• [SUPPLIED RECORDS]:
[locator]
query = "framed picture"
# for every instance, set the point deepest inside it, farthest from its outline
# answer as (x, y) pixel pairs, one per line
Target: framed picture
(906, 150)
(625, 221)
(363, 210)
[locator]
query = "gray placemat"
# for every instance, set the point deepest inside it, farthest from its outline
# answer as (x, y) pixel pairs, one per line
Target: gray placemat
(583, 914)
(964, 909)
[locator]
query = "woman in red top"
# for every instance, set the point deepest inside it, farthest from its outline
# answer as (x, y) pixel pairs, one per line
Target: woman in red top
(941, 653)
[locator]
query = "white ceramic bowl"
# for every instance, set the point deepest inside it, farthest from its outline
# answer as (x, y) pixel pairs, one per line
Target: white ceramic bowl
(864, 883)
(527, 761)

• [REQUIRED TASK]:
Pull out each line in the items above that contains the string "Target".

• [OUTPUT FOR THIS TASK]:
Target: framed picture
Target: gray placemat
Target: woman in red top
Target: white ceramic bowl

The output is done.